**WHAT IS REQUIRED**
Please change "pointer" to "annotator" wherever it appears in all the lines below, and give the lines back with nothing else altered and the pictures left out.

+++

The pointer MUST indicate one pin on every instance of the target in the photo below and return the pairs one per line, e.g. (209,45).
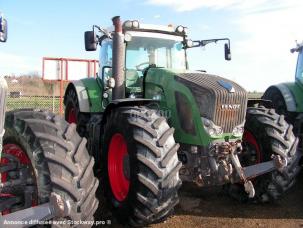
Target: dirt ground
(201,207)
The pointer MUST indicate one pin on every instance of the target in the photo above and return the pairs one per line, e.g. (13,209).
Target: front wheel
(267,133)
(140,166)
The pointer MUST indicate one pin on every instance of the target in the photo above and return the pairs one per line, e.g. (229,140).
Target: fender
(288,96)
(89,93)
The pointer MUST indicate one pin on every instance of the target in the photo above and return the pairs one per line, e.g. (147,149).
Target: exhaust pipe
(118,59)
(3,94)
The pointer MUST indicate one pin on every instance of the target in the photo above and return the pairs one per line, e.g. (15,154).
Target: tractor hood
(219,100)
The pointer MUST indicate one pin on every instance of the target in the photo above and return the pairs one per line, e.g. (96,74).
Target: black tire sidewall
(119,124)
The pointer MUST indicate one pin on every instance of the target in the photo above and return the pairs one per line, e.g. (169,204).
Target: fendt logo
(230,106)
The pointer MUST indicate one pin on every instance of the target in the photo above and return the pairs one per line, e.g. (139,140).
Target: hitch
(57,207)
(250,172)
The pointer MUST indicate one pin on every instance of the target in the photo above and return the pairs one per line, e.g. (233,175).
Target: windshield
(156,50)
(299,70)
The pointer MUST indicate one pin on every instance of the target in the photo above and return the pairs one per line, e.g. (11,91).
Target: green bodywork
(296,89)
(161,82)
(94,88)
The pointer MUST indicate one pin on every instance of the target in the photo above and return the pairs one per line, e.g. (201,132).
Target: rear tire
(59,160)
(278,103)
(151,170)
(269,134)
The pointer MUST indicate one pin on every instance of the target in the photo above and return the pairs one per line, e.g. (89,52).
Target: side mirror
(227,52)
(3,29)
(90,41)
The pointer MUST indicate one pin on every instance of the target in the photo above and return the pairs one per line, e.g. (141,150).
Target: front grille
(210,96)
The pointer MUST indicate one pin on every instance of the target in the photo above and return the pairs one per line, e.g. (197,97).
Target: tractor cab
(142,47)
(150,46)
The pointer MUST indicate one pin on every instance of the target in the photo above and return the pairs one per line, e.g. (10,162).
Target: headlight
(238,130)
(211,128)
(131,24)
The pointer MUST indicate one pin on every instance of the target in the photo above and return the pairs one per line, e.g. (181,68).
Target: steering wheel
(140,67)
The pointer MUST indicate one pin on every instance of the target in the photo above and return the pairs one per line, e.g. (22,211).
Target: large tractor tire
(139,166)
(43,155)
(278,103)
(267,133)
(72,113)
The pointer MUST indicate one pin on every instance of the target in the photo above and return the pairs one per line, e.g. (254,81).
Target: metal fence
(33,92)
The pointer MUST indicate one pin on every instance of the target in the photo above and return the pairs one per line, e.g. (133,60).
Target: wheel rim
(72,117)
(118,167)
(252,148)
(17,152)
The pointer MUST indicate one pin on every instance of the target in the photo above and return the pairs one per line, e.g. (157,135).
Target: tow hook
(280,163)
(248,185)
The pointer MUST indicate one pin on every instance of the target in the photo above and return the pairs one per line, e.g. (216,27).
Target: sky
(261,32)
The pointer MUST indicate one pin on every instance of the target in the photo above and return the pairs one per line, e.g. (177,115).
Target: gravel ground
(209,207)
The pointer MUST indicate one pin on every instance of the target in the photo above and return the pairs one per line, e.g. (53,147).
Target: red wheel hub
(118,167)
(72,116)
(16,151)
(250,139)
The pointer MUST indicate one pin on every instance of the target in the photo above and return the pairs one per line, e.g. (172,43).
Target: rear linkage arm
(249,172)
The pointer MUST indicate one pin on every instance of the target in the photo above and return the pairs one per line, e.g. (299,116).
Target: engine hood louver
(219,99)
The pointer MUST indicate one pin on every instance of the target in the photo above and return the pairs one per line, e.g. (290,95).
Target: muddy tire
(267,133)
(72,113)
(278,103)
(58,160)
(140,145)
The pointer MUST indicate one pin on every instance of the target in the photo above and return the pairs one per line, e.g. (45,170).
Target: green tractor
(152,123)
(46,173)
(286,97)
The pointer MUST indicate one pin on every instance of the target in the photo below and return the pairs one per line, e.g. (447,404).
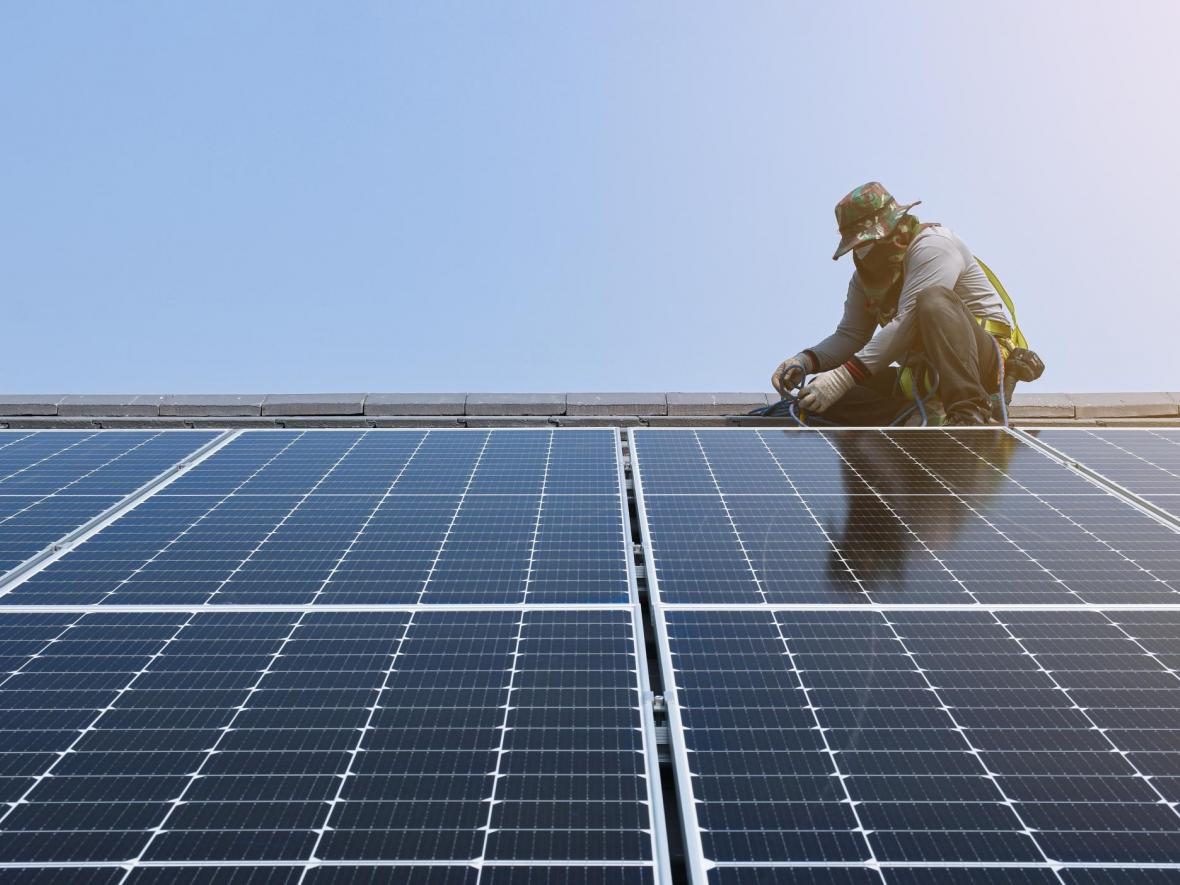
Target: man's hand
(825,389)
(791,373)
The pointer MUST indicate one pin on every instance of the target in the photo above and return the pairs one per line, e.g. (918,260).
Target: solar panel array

+++

**ANSWER**
The annotator MUST indicate one pin on every instance of the target in the photo below and return the pairs one per line, e.g. (209,45).
Target: dirt ground
(201,207)
The annotator MUST indicate one pin on every instance of the target in the photo above and return the pairs one per line, e.g. (13,209).
Target: front wheel
(267,133)
(140,166)
The annotator MUST indicate one pin on every instance of the target in the photo above and return the pairs one per line, e.g. (229,140).
Target: fender
(288,96)
(89,93)
The annotator MUST indicate one pin on every instance of the target in the photo above and return the pairs one per line, e.g. (147,149).
Target: exhaust pipe
(118,59)
(3,94)
The annotator MUST indicate one pin on every instance of the target in the photo above and return the pairs one per line, e.g. (15,154).
Target: tractor hood
(219,100)
The annotator MUST indicate one pin on every instance of the target in the photo above and return the pairs one per line, e.g. (96,74).
Target: black tire sidewall
(119,124)
The annotator MUST indicate one pin on every instance of the target in the photo above and return the pairs one per line, e.g. (169,204).
Target: fendt logo
(230,106)
The annotator MUST indicate one pin on every instance of the target in the photo above and return the pairs one per line, e.g. (139,140).
Target: hitch
(57,207)
(250,172)
The annotator MUST indicate one pin on every instance of the target in the photo above and return the pairs one per line, e.g. (233,175).
Target: windshield
(156,50)
(299,70)
The annotator MUST indicate one pin on every instance of the target in the photo above and return the pairs one per line, e.g. (11,91).
Target: green bodywork
(296,89)
(161,82)
(94,88)
The annotator MUST indicate one pin on every instance of the target in the photo above and return the pairs one per line, e.g. (201,132).
Target: rear tire
(59,160)
(278,103)
(151,170)
(269,134)
The annotator MUST indicate one pin on every instance of the target in the photo above and return the pairs one per line, e.g. (89,52).
Target: side mirror
(227,52)
(3,29)
(90,41)
The annotator MUST indicate one pin on every instance of the target in the photo above and return the pairs one per line, e.g. (141,150).
Target: front grille
(210,96)
The annotator MUST indicate one pin on every instance of the target in the photo above and return the pairs one per line, e.g. (197,97).
Target: tractor cab
(142,47)
(150,46)
The annotator MUST indicate one pin on every instance of the target in the photo above and return the pairs one per line, e.g. (10,162).
Target: headlight
(238,130)
(211,128)
(131,24)
The annotator MUST indicate one pin on every instance of the target in the photo above and return the pairs one per line, e.g. (181,68).
Target: steering wheel
(140,67)
The annotator MUST indicate one pin on every instance of the target in the photo above and return the pairs one per line, e.g. (22,211).
Target: large tractor tire
(139,166)
(43,155)
(278,103)
(267,133)
(72,113)
The annotator MUST indicate one pin on every instance of the target in the photo above and return the pairs one per line, e.g. (254,81).
Target: metal fence
(33,92)
The annotator MUST indicate one pin on every instance of the target in the photo above and return the pairs one per line, e.g. (133,60).
Target: wheel rim
(72,117)
(118,167)
(252,148)
(17,152)
The annotator MUST indicate one pin on every instance of the target in the photo above and return the pairs one per line, e.g. (157,135).
Target: tow hook
(280,163)
(248,185)
The annotator MUST indicate one pin on every instance of the target in the photo above and return the pairs one per line, e.g. (216,27).
Target: sky
(261,32)
The annotator MUST indicate one pin on every instance of the target in the photo above and return the pairs one per line, e.g. (177,115).
Target: gravel ground
(209,207)
The annotator MUST indicate one pin on every instance of the target in the photo above and return the pairs one per line, e.g. (53,147).
Target: red wheel hub
(118,167)
(72,116)
(16,151)
(250,139)
The annotator MUST indicate one pin on every instance of the target in the photo above and return the pairs one per line, e.g. (172,43).
Target: rear linkage arm
(249,172)
The annotator MUST indicate one pin on every instance of the target in the photo above and return the pairs one per line, e.g. (299,116).
Target: engine hood louver
(219,99)
The annotator MUST indicate one pin on every instance of the target in the photo above and return the pairs one per line, e.g. (290,95).
Target: muddy tire
(267,133)
(72,113)
(278,103)
(58,160)
(140,145)
The annotator MUST indicate one pin on every instance of the target in the photo above and return the pairs one per line, e.g. (45,170).
Target: green tractor
(152,123)
(46,173)
(286,97)
The annotator MUST indicate one pin on every instance of the target in the photo below and return the pairs one per line, e.g. (447,404).
Target: man's hand
(825,389)
(791,373)
The annotator MUST indicate one pin on every instance of the target in the photo above and return the pairs one per line, e.g. (918,260).
Target: solar panel array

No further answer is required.